> _Problems_
1 – Rewrite the passage on the Ottawa Treaty withdrawals from "On 1 April 2025, the" to "10 January 2026.", replacing "United Nations" with "UN".
2 – Please show each line of the records that contains the string "gilded". Case counts.

> _Excerpt to read_
──────────────────────────────
In Finland, the National Coalition Party and the Finns Party have proposed withdrawing from the treaty in 2014, Finland having entered the treaty just two years prior. The stance was supported by the Finnish Ministry of Defence report from 2003, which saw landmines as an effective weapon against a mechanised invasion force. Although no decisions were made, the political debates and public initiatives to withdraw continued in 2018 and especially in 2022, after the Russian invasion of Ukraine Debate sparked again after the new Finnish Chief of Defence Janne Jaakkola pushed for reconsideration of the policy on anti-personnel landmines on 23 November 2024, based on the new developments in the Russian invasion of Ukraine. Following Jaakkola's appeal, three new citizens' initiatives were started for the withdrawal from the Ottawa Treaty, and the matter quickly started a widespread public discussion with multiple political parties pledging support for withdrawal.

On 1 April 2025, the Finnish government announced its intention to leave the Ottawa Treaty. The Finnish parliament voted to withdraw from the convention on 19 June 2025. The instrument of withdrawal was presented to the United Nations on 10 July 2025 and the withdrawal took effect on 10 January 2026.

===Ukraine===
Ukraine signaled in 2014 that it might have to withdraw from the treaty due to military necessity. Ukraine stated that it "remains adherent to its international obligations and is ready to undertake all necessary measures to destroy anti-personnel mines in mined areas under its jurisdiction. However, this could be done only after [Ukraine] will regain control of the territory currently occupied by [Russia]."
──────────────────────────────
> _Records for the exercise_
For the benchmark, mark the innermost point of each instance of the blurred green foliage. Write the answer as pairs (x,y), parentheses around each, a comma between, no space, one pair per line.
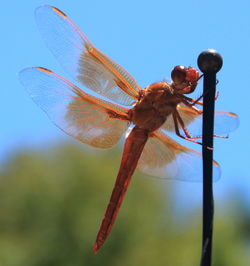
(52,203)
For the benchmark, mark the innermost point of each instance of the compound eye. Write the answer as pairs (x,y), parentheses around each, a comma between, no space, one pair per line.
(178,74)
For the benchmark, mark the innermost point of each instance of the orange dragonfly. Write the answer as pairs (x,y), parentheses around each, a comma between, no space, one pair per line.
(112,103)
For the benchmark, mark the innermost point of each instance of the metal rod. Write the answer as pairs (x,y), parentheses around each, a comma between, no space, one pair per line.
(209,63)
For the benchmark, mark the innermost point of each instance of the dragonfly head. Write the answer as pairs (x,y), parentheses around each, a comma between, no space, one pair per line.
(184,79)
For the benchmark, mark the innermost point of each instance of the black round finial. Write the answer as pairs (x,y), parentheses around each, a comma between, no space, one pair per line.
(210,61)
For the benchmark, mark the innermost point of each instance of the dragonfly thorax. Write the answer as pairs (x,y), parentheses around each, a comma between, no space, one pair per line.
(157,102)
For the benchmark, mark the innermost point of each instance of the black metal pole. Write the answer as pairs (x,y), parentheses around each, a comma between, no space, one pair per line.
(209,62)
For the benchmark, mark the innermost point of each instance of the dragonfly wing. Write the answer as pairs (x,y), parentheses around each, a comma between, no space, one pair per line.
(76,112)
(82,60)
(224,122)
(165,158)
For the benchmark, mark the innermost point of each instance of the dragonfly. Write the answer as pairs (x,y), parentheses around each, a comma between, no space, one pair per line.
(111,103)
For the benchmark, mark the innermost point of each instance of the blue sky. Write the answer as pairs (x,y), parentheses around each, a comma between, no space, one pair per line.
(147,38)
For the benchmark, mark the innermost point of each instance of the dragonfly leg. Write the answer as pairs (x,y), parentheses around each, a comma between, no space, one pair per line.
(177,118)
(194,108)
(113,114)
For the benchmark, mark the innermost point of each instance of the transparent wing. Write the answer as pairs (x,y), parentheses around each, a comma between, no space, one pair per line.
(163,157)
(82,60)
(79,114)
(224,122)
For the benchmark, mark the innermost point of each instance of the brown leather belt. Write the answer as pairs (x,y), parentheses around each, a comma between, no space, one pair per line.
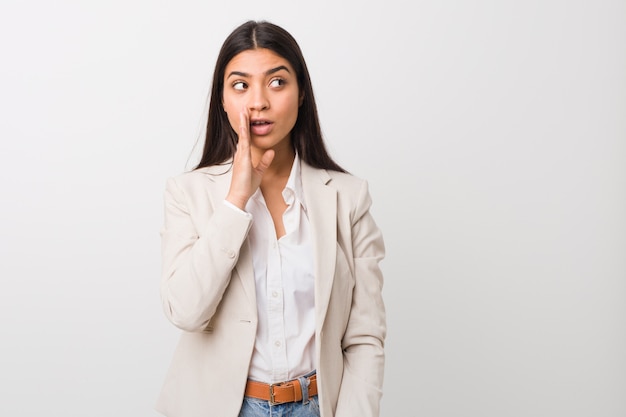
(280,393)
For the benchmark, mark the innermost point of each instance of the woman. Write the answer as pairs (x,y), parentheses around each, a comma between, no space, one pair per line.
(270,254)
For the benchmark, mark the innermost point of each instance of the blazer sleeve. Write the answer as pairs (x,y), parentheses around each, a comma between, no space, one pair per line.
(363,341)
(198,254)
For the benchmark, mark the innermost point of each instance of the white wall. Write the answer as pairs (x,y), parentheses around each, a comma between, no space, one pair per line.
(493,134)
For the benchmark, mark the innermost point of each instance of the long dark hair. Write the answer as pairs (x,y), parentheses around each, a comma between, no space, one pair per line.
(306,135)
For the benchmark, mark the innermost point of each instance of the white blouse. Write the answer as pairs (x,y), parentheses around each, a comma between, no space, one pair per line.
(285,287)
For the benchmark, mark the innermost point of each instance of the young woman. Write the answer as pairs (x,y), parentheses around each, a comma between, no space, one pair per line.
(270,254)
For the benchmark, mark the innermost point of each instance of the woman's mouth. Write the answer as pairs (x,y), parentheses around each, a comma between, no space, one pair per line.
(260,127)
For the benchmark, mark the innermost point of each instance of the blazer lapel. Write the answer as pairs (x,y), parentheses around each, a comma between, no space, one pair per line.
(321,203)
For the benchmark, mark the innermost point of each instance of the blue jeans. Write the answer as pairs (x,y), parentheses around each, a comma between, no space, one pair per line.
(253,407)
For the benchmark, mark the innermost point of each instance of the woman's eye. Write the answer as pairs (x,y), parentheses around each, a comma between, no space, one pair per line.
(277,82)
(239,85)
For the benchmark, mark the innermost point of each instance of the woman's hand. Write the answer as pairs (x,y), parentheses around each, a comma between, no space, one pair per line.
(246,176)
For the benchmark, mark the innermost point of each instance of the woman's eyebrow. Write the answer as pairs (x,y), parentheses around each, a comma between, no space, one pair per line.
(268,72)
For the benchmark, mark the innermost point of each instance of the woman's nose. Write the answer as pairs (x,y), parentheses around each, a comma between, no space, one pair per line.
(258,100)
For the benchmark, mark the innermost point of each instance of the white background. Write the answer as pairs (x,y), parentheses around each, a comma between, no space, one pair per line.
(493,134)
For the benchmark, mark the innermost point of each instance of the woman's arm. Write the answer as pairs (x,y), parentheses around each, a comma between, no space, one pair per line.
(197,264)
(363,341)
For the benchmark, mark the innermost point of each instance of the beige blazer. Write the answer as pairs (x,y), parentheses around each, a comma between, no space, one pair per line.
(208,291)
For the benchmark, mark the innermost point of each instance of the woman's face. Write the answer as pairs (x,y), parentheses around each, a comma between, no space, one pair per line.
(264,85)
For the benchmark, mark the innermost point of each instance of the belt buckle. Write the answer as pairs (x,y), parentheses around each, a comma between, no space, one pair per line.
(272,398)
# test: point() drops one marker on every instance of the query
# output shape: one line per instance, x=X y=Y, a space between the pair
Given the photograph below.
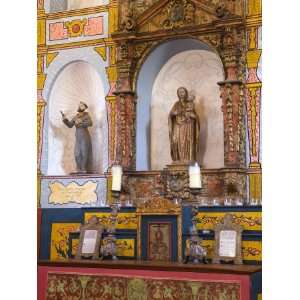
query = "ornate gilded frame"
x=159 y=207
x=93 y=224
x=228 y=225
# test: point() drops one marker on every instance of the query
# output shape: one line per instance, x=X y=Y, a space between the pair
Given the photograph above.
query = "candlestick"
x=117 y=173
x=195 y=177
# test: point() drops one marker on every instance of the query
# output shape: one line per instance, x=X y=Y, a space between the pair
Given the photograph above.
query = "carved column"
x=41 y=77
x=125 y=108
x=253 y=97
x=233 y=100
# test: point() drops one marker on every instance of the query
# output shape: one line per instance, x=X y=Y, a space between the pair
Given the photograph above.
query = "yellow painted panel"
x=251 y=250
x=249 y=220
x=41 y=32
x=125 y=247
x=124 y=221
x=60 y=239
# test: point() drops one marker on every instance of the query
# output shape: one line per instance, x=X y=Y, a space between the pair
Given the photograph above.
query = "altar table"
x=91 y=280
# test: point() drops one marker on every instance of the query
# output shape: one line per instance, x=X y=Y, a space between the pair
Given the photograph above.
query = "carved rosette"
x=235 y=184
x=179 y=13
x=176 y=184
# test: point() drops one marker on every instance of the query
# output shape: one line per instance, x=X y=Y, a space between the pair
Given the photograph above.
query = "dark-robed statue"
x=83 y=146
x=184 y=129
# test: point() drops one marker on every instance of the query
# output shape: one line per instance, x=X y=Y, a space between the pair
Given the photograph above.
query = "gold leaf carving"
x=73 y=192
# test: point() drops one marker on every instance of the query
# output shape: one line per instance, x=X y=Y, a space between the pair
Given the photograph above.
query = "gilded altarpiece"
x=221 y=26
x=135 y=28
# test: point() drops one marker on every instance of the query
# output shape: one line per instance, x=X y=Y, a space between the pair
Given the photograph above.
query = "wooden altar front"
x=146 y=280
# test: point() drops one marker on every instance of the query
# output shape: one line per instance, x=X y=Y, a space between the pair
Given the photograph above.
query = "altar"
x=149 y=141
x=146 y=280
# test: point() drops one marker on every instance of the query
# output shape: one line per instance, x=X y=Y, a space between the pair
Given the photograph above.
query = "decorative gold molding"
x=41 y=31
x=78 y=24
x=253 y=57
x=158 y=206
x=255 y=182
x=254 y=7
x=252 y=38
x=65 y=46
x=41 y=78
x=112 y=19
x=101 y=51
x=77 y=12
x=254 y=21
x=50 y=57
x=39 y=187
x=112 y=74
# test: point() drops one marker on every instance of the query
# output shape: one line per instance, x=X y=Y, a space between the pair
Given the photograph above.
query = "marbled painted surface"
x=79 y=81
x=199 y=71
x=46 y=191
x=62 y=5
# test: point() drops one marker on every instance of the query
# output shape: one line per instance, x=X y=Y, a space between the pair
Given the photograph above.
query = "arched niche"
x=181 y=62
x=78 y=81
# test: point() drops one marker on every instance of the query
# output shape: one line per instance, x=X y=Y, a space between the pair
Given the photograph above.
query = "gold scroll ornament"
x=73 y=192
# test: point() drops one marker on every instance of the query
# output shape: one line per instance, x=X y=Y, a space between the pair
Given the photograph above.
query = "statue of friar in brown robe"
x=184 y=129
x=83 y=145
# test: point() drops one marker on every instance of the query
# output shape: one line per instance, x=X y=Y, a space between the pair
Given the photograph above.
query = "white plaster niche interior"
x=77 y=82
x=198 y=71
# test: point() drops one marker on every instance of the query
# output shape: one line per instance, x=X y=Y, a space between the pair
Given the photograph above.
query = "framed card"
x=228 y=239
x=89 y=240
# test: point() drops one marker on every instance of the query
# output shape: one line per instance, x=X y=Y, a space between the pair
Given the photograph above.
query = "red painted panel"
x=243 y=280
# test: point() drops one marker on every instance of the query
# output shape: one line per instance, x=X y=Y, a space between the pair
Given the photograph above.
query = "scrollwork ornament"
x=179 y=13
x=129 y=21
x=177 y=184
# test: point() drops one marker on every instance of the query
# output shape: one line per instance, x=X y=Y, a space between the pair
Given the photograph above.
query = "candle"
x=116 y=178
x=195 y=177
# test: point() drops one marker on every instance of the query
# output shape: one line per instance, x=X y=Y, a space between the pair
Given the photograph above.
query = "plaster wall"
x=78 y=81
x=198 y=71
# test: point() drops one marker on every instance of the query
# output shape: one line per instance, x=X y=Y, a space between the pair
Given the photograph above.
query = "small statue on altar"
x=194 y=252
x=184 y=129
x=109 y=247
x=83 y=145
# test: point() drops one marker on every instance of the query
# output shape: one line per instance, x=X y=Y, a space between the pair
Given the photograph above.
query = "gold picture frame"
x=90 y=239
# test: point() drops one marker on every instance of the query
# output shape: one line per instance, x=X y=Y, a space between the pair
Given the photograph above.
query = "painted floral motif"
x=69 y=286
x=60 y=240
x=250 y=221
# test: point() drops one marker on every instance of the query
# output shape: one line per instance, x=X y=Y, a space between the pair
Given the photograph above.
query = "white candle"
x=195 y=177
x=116 y=178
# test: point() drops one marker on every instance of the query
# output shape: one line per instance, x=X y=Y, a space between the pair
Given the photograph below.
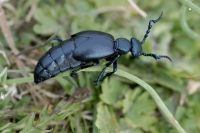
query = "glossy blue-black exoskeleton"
x=85 y=47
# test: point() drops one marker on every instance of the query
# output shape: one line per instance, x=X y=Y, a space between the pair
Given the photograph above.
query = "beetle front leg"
x=74 y=72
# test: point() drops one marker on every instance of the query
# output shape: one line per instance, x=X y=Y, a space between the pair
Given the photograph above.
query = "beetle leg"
x=110 y=73
x=74 y=72
x=150 y=26
x=156 y=56
x=58 y=39
x=104 y=69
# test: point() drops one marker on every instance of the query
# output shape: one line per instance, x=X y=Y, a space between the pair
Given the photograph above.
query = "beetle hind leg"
x=114 y=62
x=110 y=73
──────────────────────────────
> _Solutions per task_
1 –
On 1 April 2025, the Finnish government announced its intention to leave the Ottawa Treaty. The Finnish parliament voted to withdraw from the convention on 19 June 2025. The instrument of withdrawal was presented to the UN on 10 July 2025 and the withdrawal took effect on 10 January 2026.

2 –
query = "ornate gilded frame"
query = "gilded altarpiece"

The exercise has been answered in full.